* **Tarefa proposta a**:
Liste todos os lugares mencionados pelo nome no texto sobre gestão ambiental.

====== Texto fornecido

O retrato desse desenvolvimento econômico dos países centrais frente a outras nações difere historicamente sob a gestão do seu patrimônio natural. O tempo, aparentemente, guiou as nações para o esgotamento dos ecossistemas locais quando os elevados processos industriais vinham acompanhados de uma rara combinação quanto à gestão ambiental. E por esse motivo, existem fortes pressões internacionais levando os países emergentes a adotarem medidas de preservação muito mais ampla do que aquelas que vinham sendo adotadas na Europa, Japão e Estados Unidos. Já países como o Brasil sugerem a adoção de tecnologias mais limpas na produção e consumo.
Tal reflexão, dentro do ponto de vista da legislação nos remete a pensar por diversos ângulos sobre o que move essa movimentação política em prol da gestão ambiental em países menos desenvolvidos. Em um texto de MORE (1999) sobre a segurança ecológica e sua aplicabilidade, ele demonstra que a questão ambiental parece não encontrar limites entre nações ou territórios. Por isso, há a hipótese de que em prol do bem da humanidade e dos recursos naturais, problemas ambientais de ampla magnitude poderiam ser discutidos mediante sanções ou mesmo uma coerção sob uma nação.

============

* **Tarefa proposta b**:
Reescreva as linhas de dados abaixo como um CSV de duas colunas, pedido e resposta, com uma linha do CSV para cada uma delas. Ponha o texto e a resposta cada um em um único campo entre aspas, troque as quebras de linha por espaços e deixe as imagens de fora.

====== Dados fornecidos

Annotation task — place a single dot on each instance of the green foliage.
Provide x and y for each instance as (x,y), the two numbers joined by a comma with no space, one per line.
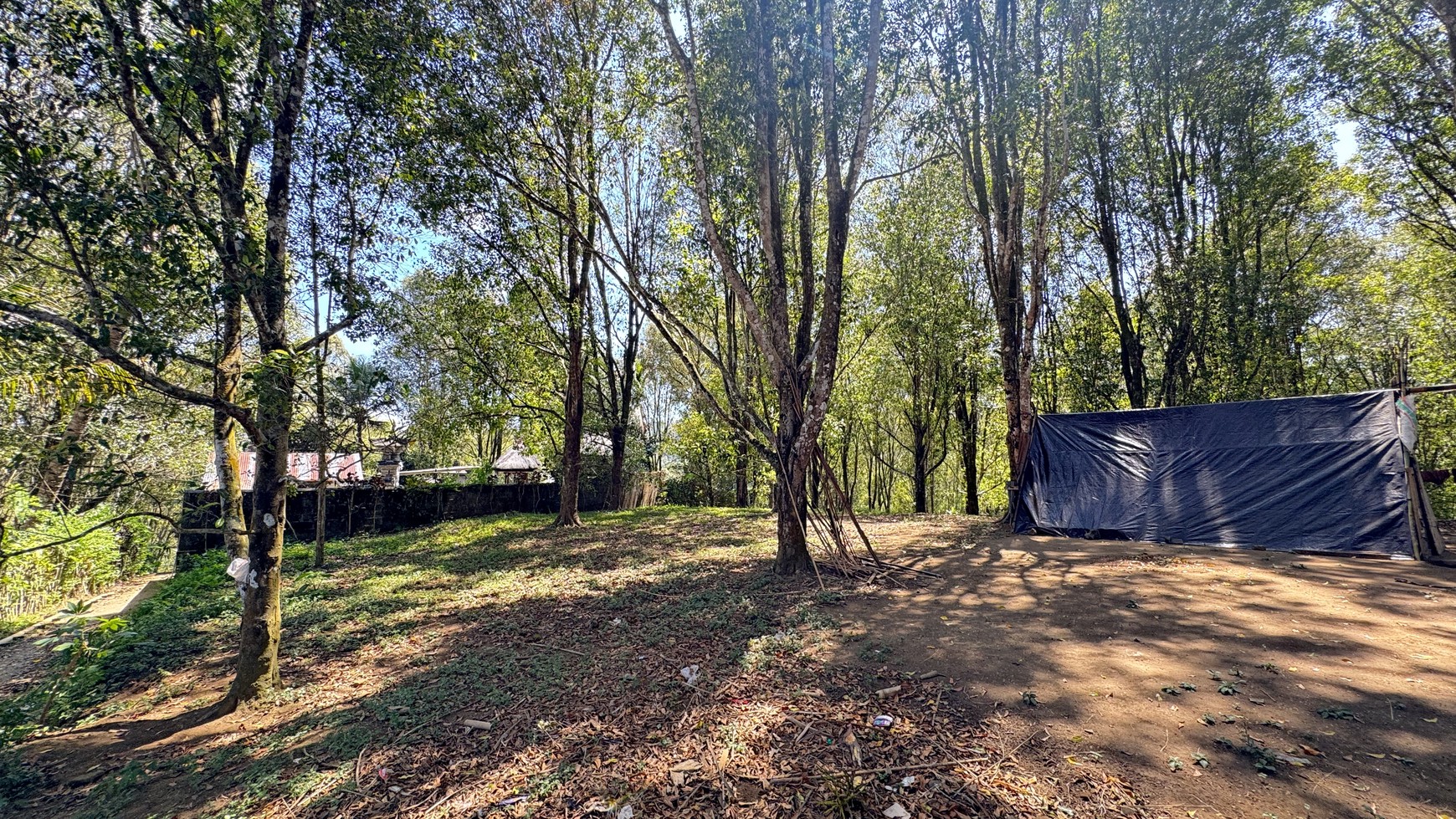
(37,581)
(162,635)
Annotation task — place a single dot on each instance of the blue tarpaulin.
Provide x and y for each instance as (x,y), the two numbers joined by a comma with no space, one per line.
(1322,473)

============

* **Resolução a**:
Europa
Japão
Estados Unidos
Brasil

* **Resolução b**:
pedido,resposta
"Annotation task — place a single dot on each instance of the green foliage. Provide x and y for each instance as (x,y), the two numbers joined by a comma with no space, one per line.","(37,581) (162,635)"
"Annotation task — place a single dot on each instance of the blue tarpaulin. Provide x and y for each instance as (x,y), the two numbers joined by a comma with no space, one per line.","(1322,473)"